» **Text to read**
%%
But these main propositions, which the modern scientist regards as his own gains, because he has had to win them afresh by his own toil from the errors of the ancient and mediæval world, are of no great significance when compared with the far greater residuum of questions that still remain unanswered. Du Bois-Raymond, as is well known, described these “world riddles” in the year 1880 as in part unsolved, in part insoluble. They are seven in number: (1) The nature of matter and force; (2) the origin of motion; (3) the first beginning of life; (4) the adaptation of nature to certain ends; (5) the rise of sensation and consciousness; (6) the origin of thought and speech; (7) freedom of will.
It is easy to see that, compared with these fundamental questions, which may be summed up in the great question of all, “God and the world,” the whole sequence of cosmic research from Anaximander to Haeckel is merely of secondary importance. It is, as it were, the surface of the matter; and even if, with Goethe, we feel the inadequacy of the apothegm of Haller, the poet and naturalist, “Into the heart of nature no created spirit may penetrate,” yet we cannot but see that as yet we poor mortals are only nibbling at the rind, and that centuries more of labour are needed to penetrate its diamond hardness.
Thus everything that has hitherto been achieved is, as it were, a mere prelude to the abstract presentment of cosmic principles, and consequently the rudimentary beginnings of study in this sphere are far less remote from its present condition than is the case in any other department of the intellectual activity of mankind. And hence, even at the present day, the consideration of Greek philosophy is not only the most interesting, but also by far the most directly profitable part of the study of antiquity. No man who has not thoroughly studied the systems of Democritus, Plato, and Aristotle can become a profound philosopher in our own time.
“The love of wisdom” was the name which, from the fifth century B.C. onwards, the Greeks bestowed on any kind of intellectual endeavour which was diverted from the practice and directed to the theory of life. The scope of this striving naturally varied in different periods. In the infancy of Greek speculation, i.e., in the sixth and fifth centuries B.C., men pored with wide, childlike eyes over the marvels of nature that lay about them and tried to find in natural science the solution of the riddle of existence. Philosophy was then mainly the embodiment of scientific and mathematical research, that is to say, it was what we nowadays call “Science.”
A troublous period followed, represented by the Sophists, a time of youthful storm and stress, out of which the mature philosophy of ideas developed towards the end of the fifth century. The term “philosopher” begins to acquire a professional meaning. Side by side with the Sophist, who supplied “culture” in return for money, stood the philosopher, who directed the course of education without remuneration. At first, it is true, this education was confined to morals. But in Plato it proceeded to expand into a study that comprised mathematics, logic, physics, and ethics, as well as politics, forming a pyramid built on the broadest of possible bases and culminating in the idea of Good. By that time a “philosopher” had come to mean one who is capable of grasping the eternal idea (Plato, Rep. VI, 484 A). Next, in the Universal Encyclopædia of Aristotle, this platonic structure is completed and made habitable within and fitted to human requirements. Under him the idea and the term “philosopher” attained its maximum extension. Thereafter both begin to narrow down. The end of the fourth century witnessed the collapse of the Greek state, to the insecure structure of which the philosophers had never been blind.
%%
» **Given task a**
Repeat word for word the part of the passage on Greek philosophy that opens with the words containing "Thus everything that" and closes with "our own time.".

» **Input data**
%%
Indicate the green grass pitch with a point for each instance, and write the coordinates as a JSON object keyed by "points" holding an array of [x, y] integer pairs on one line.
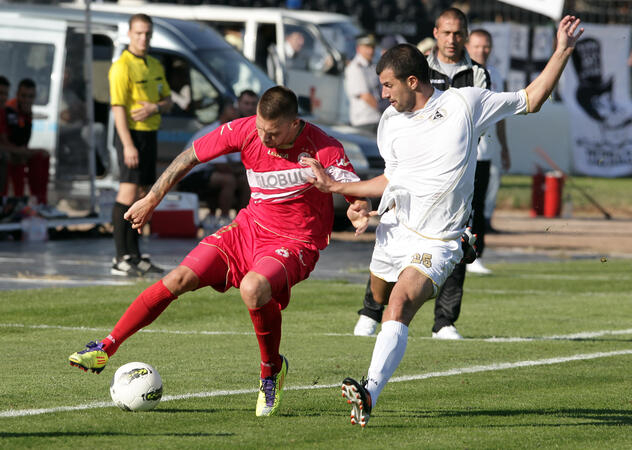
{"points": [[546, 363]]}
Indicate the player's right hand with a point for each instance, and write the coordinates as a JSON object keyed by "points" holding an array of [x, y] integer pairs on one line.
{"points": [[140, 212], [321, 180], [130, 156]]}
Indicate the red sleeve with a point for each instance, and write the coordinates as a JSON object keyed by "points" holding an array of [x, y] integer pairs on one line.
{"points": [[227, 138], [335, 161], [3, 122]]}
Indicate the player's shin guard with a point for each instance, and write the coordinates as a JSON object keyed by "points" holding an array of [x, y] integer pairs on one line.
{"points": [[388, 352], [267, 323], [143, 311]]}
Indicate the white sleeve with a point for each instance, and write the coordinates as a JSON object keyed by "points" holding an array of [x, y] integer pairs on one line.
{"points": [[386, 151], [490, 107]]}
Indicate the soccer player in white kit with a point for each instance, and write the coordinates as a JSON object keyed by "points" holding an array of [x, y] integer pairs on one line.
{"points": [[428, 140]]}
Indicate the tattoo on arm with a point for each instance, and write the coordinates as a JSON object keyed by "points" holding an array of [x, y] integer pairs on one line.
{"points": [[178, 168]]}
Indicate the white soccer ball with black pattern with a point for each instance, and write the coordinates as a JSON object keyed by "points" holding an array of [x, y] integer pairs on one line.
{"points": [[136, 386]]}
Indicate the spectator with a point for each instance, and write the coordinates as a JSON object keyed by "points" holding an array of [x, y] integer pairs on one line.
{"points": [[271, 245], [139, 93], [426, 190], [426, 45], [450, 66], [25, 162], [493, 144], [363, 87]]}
%%
» **Given task b**
In the records, rewrite everything from the line containing "Indicate the white sleeve" through the end of the records with "spectator" swapped for "onlooker", keeping all else unchanged.

» **Solution a**
Thus everything that has hitherto been achieved is, as it were, a mere prelude to the abstract presentment of cosmic principles, and consequently the rudimentary beginnings of study in this sphere are far less remote from its present condition than is the case in any other department of the intellectual activity of mankind. And hence, even at the present day, the consideration of Greek philosophy is not only the most interesting, but also by far the most directly profitable part of the study of antiquity. No man who has not thoroughly studied the systems of Democritus, Plato, and Aristotle can become a profound philosopher in our own time.

» **Solution b**
Indicate the white sleeve with a point for each instance, and write the coordinates as a JSON object keyed by "points" holding an array of [x, y] integer pairs on one line.
{"points": [[386, 151], [490, 107]]}
Indicate the soccer player in white kit with a point for each instance, and write the coordinates as a JSON object keyed by "points" holding an array of [x, y] integer pairs on one line.
{"points": [[428, 140]]}
Indicate the tattoo on arm with a point for each instance, and write the coordinates as a JSON object keyed by "points" holding an array of [x, y] integer pairs on one line.
{"points": [[178, 168]]}
Indicate the white soccer ball with black pattern with a point for each instance, and write the coordinates as a JSON object keyed by "points" holding an array of [x, y] integer pairs on one line.
{"points": [[136, 386]]}
Indicate the onlooker with a point for each instance, and write the coordinates as a JSON object keyed by "points" holding an array of [x, y] integer pairs on one line.
{"points": [[271, 245], [139, 93], [426, 190], [426, 45], [450, 66], [25, 162], [493, 144], [363, 87]]}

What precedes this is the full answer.